* [Source]

[LV] Avoid vectorizing loops under opt for size that involve SCEV checks

Fix PR39417, PR39497 The loop vectorizer may generate runtime SCEV checks for overflow and stride==1 cases, leading to execution of original scalar loop. The latter is forbidden when optimizing for size. An assert introduced in r344743 triggered the above PR's showing it does happen. This patch fixes this behavior by preventing vectorization in such cases. Differential Revision: https://reviews.llvm.org/D53612 llvm-svn: 345959
author: Ayal Zaks <ayal.zaks@intel.com> 2018-11-02 09:16:12 +0000
committer: Ayal Zaks <ayal.zaks@intel.com> 2018-11-02 09:16:12 +0000
commit: 45a3ca7be7f2edf006ce2da66360483ee28b54b1 (patch)

* [Complete the following]
A – According to the commit message, which revision introduced the assert that triggered the reported PRs?
B – Write out the stretch of the commit message from "[LV] Avoid vectorizing" through "commit: 45a3ca7be7f2edf006ce2da66360483ee28b54b1 (patch)", renaming "assert" to "assertion".
The material placed after this commit message has no role in this exercise.

* [Data records]
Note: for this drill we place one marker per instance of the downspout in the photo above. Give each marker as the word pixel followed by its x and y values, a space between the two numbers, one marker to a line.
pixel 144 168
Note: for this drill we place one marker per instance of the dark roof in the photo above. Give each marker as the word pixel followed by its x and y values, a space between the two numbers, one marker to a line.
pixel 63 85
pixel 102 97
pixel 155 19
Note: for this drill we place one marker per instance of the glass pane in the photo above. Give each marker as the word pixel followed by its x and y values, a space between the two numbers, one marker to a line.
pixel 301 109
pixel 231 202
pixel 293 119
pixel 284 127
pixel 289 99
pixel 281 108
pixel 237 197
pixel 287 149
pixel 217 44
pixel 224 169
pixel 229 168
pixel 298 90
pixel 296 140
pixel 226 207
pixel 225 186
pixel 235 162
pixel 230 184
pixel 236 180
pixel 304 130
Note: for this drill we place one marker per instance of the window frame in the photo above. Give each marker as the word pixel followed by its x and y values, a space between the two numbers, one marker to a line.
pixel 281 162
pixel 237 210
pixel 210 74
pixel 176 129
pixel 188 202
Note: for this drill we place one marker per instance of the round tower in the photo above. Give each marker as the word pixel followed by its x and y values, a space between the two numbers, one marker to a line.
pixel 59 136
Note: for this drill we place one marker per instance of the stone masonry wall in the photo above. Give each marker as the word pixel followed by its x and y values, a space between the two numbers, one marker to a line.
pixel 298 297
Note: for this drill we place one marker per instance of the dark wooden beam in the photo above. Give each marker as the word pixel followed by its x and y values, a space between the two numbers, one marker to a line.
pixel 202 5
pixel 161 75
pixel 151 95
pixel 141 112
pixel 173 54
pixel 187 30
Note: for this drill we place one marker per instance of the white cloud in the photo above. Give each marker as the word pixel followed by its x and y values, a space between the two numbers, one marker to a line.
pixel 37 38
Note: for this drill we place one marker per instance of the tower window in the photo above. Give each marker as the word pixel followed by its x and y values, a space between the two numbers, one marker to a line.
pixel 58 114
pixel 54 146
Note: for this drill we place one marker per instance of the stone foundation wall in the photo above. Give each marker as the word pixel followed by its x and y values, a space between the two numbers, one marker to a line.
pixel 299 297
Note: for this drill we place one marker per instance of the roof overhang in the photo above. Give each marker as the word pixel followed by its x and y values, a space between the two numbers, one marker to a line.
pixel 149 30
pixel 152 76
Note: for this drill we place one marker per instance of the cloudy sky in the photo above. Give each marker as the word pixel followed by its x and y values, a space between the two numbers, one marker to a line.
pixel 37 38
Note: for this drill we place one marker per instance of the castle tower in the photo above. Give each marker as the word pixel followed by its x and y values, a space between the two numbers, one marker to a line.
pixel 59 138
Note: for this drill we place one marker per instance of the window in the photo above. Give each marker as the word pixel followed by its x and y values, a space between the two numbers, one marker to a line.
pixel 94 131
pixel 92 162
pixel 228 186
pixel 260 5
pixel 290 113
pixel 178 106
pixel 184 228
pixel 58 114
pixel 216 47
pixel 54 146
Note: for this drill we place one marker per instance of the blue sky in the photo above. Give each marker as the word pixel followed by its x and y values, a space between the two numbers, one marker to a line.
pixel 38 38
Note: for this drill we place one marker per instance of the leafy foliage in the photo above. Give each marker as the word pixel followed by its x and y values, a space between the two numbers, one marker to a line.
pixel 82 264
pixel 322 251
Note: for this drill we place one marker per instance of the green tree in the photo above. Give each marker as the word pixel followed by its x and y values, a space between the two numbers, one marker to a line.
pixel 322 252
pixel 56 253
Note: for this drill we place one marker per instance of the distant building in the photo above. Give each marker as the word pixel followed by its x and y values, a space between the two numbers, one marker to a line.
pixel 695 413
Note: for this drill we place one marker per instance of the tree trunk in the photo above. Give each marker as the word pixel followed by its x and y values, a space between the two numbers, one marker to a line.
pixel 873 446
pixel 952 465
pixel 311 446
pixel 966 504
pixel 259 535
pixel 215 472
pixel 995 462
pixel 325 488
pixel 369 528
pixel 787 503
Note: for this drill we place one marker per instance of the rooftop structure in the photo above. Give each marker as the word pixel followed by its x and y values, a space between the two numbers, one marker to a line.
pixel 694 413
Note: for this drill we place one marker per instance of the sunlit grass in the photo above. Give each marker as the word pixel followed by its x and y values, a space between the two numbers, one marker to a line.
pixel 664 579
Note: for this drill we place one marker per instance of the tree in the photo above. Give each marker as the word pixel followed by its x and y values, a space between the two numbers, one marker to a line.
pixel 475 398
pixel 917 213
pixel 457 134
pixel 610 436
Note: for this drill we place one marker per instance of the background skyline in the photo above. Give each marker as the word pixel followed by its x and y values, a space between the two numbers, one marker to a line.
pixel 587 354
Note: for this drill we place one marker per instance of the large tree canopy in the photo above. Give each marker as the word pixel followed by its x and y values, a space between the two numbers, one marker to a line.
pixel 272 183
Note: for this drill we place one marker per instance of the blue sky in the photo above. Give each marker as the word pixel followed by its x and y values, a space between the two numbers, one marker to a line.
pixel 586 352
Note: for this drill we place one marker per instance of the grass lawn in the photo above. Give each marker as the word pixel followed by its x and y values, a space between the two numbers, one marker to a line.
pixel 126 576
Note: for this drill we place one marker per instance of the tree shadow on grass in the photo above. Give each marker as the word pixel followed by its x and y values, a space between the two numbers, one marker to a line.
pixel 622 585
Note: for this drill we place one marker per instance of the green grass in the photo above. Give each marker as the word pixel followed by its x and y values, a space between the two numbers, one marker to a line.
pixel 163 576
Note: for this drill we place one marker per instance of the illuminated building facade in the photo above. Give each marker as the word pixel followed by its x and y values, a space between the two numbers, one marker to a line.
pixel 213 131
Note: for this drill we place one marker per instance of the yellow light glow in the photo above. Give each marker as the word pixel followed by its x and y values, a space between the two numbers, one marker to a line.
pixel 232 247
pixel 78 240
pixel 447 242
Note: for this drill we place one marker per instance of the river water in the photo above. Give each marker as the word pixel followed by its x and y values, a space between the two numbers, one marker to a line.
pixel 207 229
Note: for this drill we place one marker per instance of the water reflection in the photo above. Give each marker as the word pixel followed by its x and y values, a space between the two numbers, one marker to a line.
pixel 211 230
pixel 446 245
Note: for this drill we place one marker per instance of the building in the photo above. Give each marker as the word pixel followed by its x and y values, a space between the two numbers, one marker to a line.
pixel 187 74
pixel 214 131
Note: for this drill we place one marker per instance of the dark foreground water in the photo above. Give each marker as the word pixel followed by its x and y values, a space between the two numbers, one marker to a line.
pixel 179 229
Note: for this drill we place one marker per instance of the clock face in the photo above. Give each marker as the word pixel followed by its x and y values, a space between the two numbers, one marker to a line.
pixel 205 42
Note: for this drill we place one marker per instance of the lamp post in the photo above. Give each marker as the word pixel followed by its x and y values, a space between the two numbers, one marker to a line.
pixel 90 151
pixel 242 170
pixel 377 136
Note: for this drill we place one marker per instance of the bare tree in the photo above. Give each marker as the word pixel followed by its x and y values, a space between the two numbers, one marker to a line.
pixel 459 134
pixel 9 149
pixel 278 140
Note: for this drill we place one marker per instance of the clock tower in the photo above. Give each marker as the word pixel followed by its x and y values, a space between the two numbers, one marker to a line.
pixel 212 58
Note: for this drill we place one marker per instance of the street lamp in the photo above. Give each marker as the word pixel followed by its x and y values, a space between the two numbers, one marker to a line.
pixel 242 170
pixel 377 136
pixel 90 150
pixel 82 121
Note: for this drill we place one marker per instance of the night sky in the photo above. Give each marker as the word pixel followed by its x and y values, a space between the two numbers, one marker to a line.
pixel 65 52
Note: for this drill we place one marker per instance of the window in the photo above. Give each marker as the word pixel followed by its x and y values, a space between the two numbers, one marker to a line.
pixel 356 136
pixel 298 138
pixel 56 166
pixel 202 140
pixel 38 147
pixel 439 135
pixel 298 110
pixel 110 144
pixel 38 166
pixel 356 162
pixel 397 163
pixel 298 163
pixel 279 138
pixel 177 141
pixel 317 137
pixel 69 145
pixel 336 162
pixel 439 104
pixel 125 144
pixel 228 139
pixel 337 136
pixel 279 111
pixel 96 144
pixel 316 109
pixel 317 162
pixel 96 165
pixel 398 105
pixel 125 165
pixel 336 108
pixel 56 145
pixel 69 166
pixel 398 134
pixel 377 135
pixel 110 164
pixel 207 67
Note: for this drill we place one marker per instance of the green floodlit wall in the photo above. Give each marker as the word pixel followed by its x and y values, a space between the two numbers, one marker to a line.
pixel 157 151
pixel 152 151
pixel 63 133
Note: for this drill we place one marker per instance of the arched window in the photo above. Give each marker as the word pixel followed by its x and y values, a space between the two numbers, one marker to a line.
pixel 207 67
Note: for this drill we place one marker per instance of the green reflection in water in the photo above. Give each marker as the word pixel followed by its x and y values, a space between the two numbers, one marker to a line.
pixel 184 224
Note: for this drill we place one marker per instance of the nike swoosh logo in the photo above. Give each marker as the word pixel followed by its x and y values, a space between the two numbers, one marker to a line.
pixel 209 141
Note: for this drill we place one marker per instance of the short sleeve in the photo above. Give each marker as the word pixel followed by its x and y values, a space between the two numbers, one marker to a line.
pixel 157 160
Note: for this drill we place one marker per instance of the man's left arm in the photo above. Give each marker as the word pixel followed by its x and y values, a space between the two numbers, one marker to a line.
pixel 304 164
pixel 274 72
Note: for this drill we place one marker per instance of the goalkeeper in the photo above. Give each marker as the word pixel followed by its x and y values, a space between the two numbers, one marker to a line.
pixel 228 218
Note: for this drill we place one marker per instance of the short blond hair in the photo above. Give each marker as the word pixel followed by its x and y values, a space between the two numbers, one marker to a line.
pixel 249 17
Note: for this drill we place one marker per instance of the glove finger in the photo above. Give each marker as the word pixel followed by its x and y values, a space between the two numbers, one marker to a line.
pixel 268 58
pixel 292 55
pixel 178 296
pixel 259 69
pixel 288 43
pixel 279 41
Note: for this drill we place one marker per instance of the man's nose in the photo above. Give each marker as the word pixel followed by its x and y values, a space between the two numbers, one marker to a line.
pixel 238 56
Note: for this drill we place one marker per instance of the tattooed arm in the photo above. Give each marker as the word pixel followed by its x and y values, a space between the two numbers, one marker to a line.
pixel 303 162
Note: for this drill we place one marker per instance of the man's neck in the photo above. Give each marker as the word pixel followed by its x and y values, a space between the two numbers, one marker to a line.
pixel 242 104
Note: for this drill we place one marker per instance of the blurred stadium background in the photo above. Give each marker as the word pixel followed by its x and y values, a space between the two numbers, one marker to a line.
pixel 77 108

* [Answers for the exercise]
A – r344743

B –
[LV] Avoid vectorizing loops under opt for size that involve SCEV checks

Fix PR39417, PR39497 The loop vectorizer may generate runtime SCEV checks for overflow and stride==1 cases, leading to execution of original scalar loop. The latter is forbidden when optimizing for size. An assertion introduced in r344743 triggered the above PR's showing it does happen. This patch fixes this behavior by preventing vectorization in such cases. Differential Revision: https://reviews.llvm.org/D53612 llvm-svn: 345959
author: Ayal Zaks <ayal.zaks@intel.com> 2018-11-02 09:16:12 +0000
committer: Ayal Zaks <ayal.zaks@intel.com> 2018-11-02 09:16:12 +0000
commit: 45a3ca7be7f2edf006ce2da66360483ee28b54b1 (patch)